**What you have to do:**
Number the lines of the items below, starting with the line that contains "query: white hard hat" and going through the end of the items. Skip blank lines and leave out the pictures.

**Material for this task:**
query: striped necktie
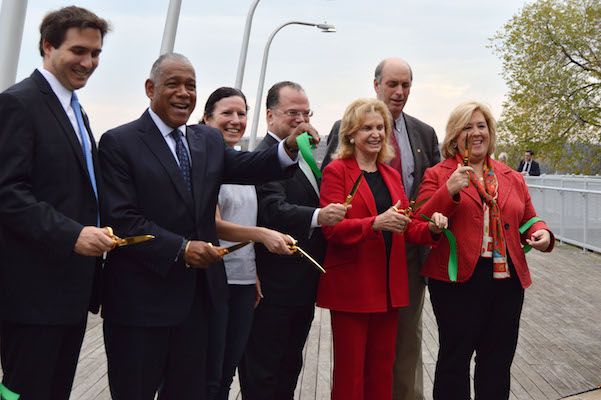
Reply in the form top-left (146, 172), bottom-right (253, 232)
top-left (71, 92), bottom-right (100, 226)
top-left (171, 129), bottom-right (192, 193)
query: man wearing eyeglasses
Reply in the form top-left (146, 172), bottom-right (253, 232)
top-left (240, 81), bottom-right (346, 400)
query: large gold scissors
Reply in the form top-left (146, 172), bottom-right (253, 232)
top-left (286, 235), bottom-right (326, 274)
top-left (463, 133), bottom-right (472, 167)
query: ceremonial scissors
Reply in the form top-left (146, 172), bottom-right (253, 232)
top-left (105, 226), bottom-right (154, 249)
top-left (286, 235), bottom-right (326, 274)
top-left (342, 172), bottom-right (363, 207)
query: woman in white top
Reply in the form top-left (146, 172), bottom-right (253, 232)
top-left (203, 87), bottom-right (292, 400)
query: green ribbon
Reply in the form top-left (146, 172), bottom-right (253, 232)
top-left (421, 214), bottom-right (457, 282)
top-left (0, 383), bottom-right (21, 400)
top-left (296, 132), bottom-right (321, 178)
top-left (520, 217), bottom-right (543, 254)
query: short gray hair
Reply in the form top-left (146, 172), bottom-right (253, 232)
top-left (150, 53), bottom-right (194, 85)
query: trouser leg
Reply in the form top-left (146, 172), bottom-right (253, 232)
top-left (217, 285), bottom-right (256, 400)
top-left (474, 265), bottom-right (524, 400)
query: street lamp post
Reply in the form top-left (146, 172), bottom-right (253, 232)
top-left (248, 21), bottom-right (336, 151)
top-left (235, 0), bottom-right (261, 89)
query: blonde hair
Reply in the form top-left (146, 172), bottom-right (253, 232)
top-left (441, 101), bottom-right (497, 158)
top-left (332, 99), bottom-right (394, 163)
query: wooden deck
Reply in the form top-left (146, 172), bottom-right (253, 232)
top-left (1, 246), bottom-right (601, 400)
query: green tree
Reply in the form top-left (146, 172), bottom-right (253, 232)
top-left (490, 0), bottom-right (601, 174)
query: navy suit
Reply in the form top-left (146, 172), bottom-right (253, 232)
top-left (239, 134), bottom-right (326, 400)
top-left (0, 70), bottom-right (102, 399)
top-left (99, 111), bottom-right (284, 400)
top-left (322, 113), bottom-right (440, 400)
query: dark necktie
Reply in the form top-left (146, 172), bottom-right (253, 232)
top-left (171, 129), bottom-right (192, 193)
top-left (71, 92), bottom-right (100, 226)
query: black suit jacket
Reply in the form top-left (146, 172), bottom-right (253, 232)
top-left (321, 114), bottom-right (440, 266)
top-left (99, 111), bottom-right (284, 326)
top-left (255, 134), bottom-right (326, 306)
top-left (516, 160), bottom-right (540, 176)
top-left (0, 70), bottom-right (102, 325)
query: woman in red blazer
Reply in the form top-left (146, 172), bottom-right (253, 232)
top-left (416, 102), bottom-right (554, 400)
top-left (317, 99), bottom-right (447, 400)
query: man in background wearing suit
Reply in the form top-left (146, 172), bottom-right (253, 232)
top-left (99, 53), bottom-right (319, 400)
top-left (322, 58), bottom-right (440, 400)
top-left (516, 150), bottom-right (540, 176)
top-left (0, 7), bottom-right (113, 400)
top-left (239, 81), bottom-right (346, 400)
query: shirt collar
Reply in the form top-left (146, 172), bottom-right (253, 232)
top-left (38, 67), bottom-right (73, 110)
top-left (148, 107), bottom-right (186, 138)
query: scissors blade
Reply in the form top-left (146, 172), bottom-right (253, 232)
top-left (117, 235), bottom-right (154, 247)
top-left (463, 133), bottom-right (472, 167)
top-left (219, 240), bottom-right (252, 256)
top-left (343, 172), bottom-right (363, 207)
top-left (294, 245), bottom-right (326, 274)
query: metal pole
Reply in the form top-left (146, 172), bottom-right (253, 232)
top-left (160, 0), bottom-right (182, 55)
top-left (248, 21), bottom-right (336, 151)
top-left (0, 0), bottom-right (27, 92)
top-left (234, 0), bottom-right (261, 89)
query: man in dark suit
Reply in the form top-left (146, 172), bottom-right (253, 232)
top-left (322, 58), bottom-right (440, 400)
top-left (516, 150), bottom-right (540, 176)
top-left (240, 81), bottom-right (346, 400)
top-left (0, 7), bottom-right (113, 399)
top-left (99, 53), bottom-right (319, 400)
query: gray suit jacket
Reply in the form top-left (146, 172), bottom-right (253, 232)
top-left (255, 134), bottom-right (326, 306)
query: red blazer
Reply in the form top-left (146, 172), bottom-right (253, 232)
top-left (317, 158), bottom-right (436, 312)
top-left (416, 158), bottom-right (555, 288)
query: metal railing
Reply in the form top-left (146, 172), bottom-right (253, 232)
top-left (526, 175), bottom-right (601, 253)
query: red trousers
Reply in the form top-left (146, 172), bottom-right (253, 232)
top-left (330, 308), bottom-right (399, 400)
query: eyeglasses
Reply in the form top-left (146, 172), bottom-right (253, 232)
top-left (271, 108), bottom-right (313, 118)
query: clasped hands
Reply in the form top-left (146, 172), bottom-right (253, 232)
top-left (372, 200), bottom-right (448, 235)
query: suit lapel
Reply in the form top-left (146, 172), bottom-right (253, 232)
top-left (344, 158), bottom-right (378, 215)
top-left (493, 161), bottom-right (513, 209)
top-left (378, 163), bottom-right (409, 208)
top-left (141, 111), bottom-right (194, 214)
top-left (31, 70), bottom-right (91, 174)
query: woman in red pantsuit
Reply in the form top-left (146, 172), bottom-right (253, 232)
top-left (417, 102), bottom-right (554, 400)
top-left (317, 99), bottom-right (447, 400)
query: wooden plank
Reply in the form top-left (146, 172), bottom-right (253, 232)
top-left (2, 246), bottom-right (601, 400)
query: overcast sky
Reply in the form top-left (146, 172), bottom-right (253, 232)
top-left (8, 0), bottom-right (525, 143)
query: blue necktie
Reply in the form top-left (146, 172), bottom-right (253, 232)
top-left (171, 129), bottom-right (192, 193)
top-left (71, 92), bottom-right (100, 226)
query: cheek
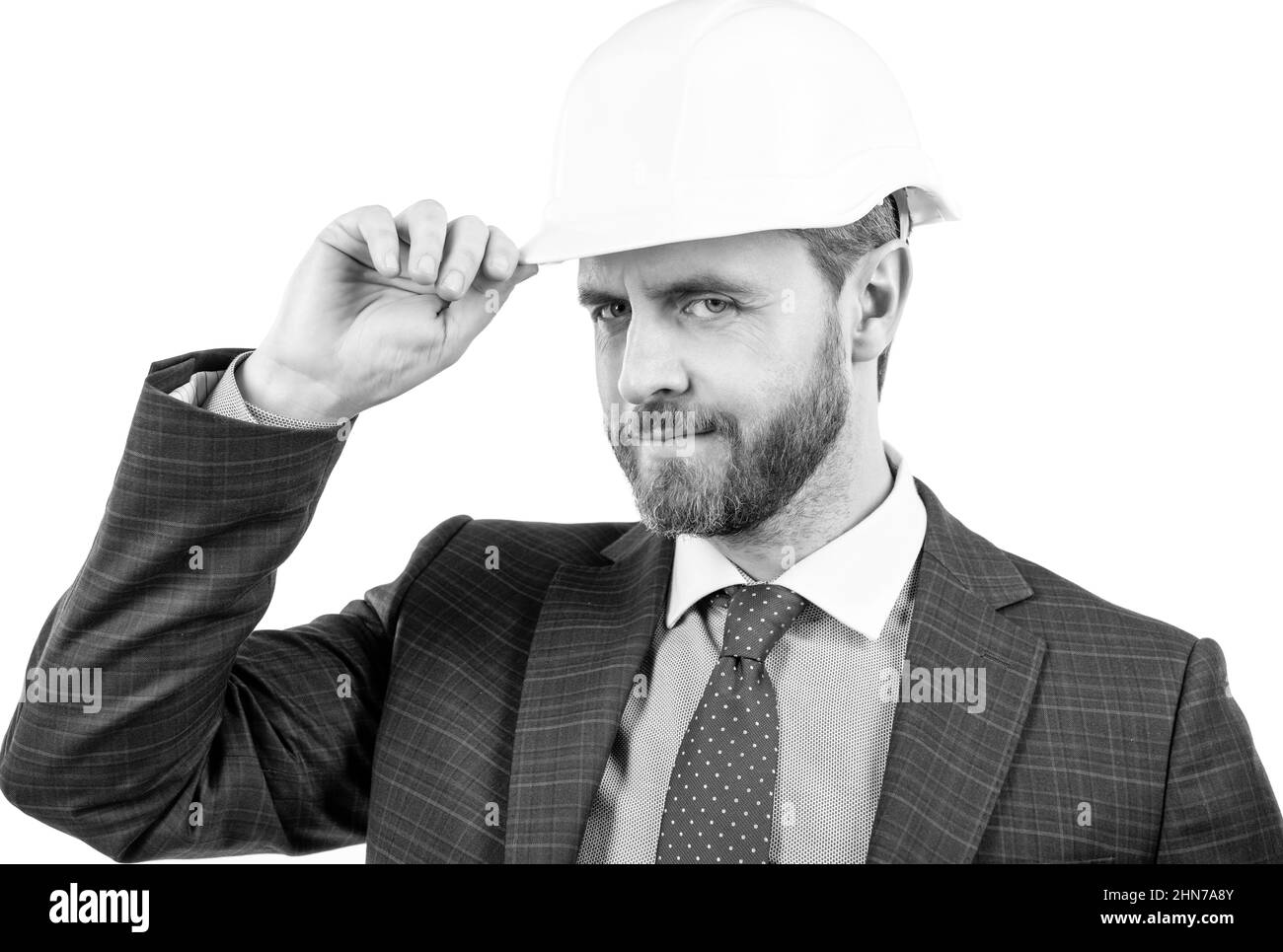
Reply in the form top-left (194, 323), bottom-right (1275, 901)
top-left (595, 346), bottom-right (623, 409)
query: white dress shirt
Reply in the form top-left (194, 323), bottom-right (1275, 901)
top-left (578, 444), bottom-right (927, 862)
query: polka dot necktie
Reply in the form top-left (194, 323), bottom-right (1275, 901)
top-left (655, 584), bottom-right (805, 863)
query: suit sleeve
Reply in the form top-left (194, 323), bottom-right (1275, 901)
top-left (1158, 637), bottom-right (1283, 863)
top-left (0, 349), bottom-right (466, 862)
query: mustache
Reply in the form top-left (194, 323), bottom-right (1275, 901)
top-left (606, 402), bottom-right (740, 441)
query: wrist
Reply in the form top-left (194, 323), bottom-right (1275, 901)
top-left (235, 350), bottom-right (355, 422)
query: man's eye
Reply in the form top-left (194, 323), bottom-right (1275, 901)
top-left (687, 298), bottom-right (734, 317)
top-left (589, 300), bottom-right (629, 322)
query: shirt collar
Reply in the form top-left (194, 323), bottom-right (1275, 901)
top-left (664, 443), bottom-right (927, 640)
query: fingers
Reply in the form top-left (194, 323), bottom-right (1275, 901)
top-left (436, 214), bottom-right (491, 300)
top-left (339, 205), bottom-right (401, 277)
top-left (397, 199), bottom-right (446, 285)
top-left (331, 199), bottom-right (539, 300)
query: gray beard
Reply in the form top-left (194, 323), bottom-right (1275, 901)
top-left (611, 317), bottom-right (851, 538)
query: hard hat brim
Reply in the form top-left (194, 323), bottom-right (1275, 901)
top-left (518, 149), bottom-right (961, 264)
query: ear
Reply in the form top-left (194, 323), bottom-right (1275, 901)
top-left (838, 239), bottom-right (914, 363)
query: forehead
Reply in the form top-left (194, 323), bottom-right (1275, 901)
top-left (578, 231), bottom-right (811, 291)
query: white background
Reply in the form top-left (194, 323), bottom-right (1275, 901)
top-left (0, 0), bottom-right (1283, 862)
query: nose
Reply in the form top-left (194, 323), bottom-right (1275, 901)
top-left (619, 312), bottom-right (690, 405)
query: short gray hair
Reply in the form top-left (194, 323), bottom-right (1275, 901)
top-left (786, 195), bottom-right (899, 398)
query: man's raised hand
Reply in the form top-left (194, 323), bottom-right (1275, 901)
top-left (236, 199), bottom-right (539, 419)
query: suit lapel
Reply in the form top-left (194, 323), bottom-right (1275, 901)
top-left (868, 482), bottom-right (1046, 863)
top-left (504, 524), bottom-right (672, 862)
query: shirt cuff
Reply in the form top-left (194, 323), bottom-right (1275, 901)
top-left (170, 350), bottom-right (346, 430)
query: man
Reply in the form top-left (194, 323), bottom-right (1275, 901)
top-left (0, 0), bottom-right (1283, 862)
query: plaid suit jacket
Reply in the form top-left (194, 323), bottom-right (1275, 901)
top-left (0, 347), bottom-right (1283, 862)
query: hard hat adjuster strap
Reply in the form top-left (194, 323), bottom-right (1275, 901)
top-left (892, 188), bottom-right (914, 242)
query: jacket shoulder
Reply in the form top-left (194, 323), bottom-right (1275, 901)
top-left (1004, 551), bottom-right (1200, 662)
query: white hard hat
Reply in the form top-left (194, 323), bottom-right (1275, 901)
top-left (521, 0), bottom-right (958, 264)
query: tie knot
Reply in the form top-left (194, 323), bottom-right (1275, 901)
top-left (721, 582), bottom-right (805, 661)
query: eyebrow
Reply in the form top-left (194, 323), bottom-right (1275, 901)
top-left (578, 270), bottom-right (765, 308)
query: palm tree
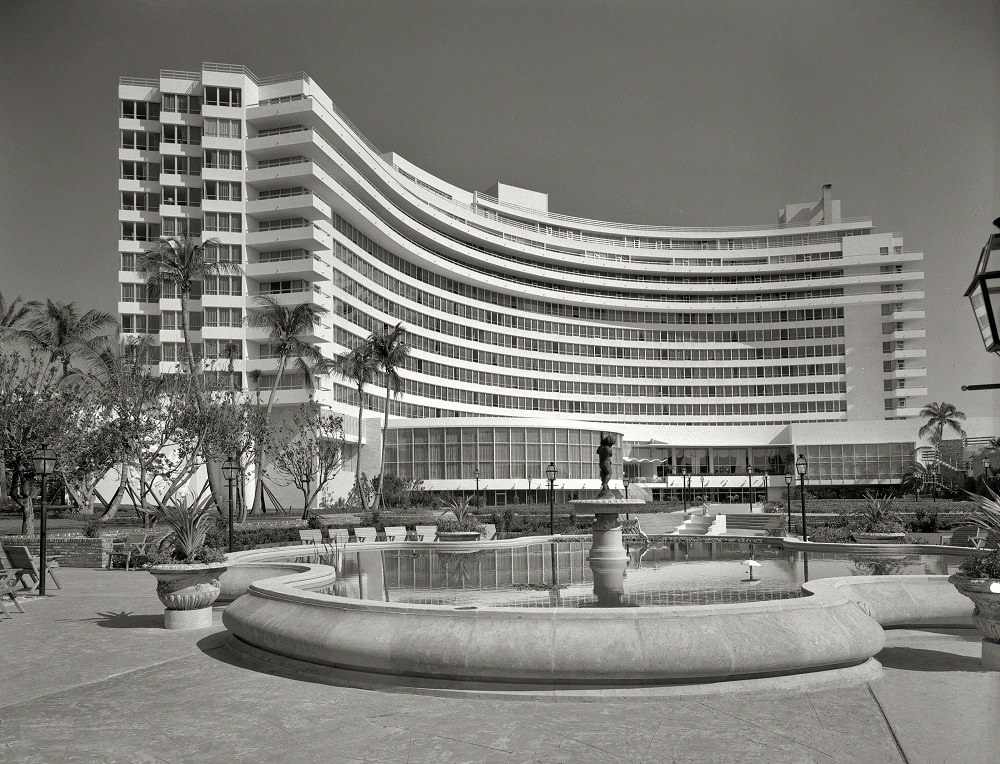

**The answer:**
1. query: white hard hat
2. Reply in the form top-left (194, 323), bottom-right (1275, 901)
3. top-left (521, 0), bottom-right (958, 264)
4. query: tie knot
5. Reply in the form top-left (194, 323), bottom-right (1275, 901)
6. top-left (721, 582), bottom-right (805, 661)
7. query: eyebrow
8. Reply in the form top-left (194, 323), bottom-right (1275, 901)
9. top-left (578, 270), bottom-right (765, 308)
10. query: palm tree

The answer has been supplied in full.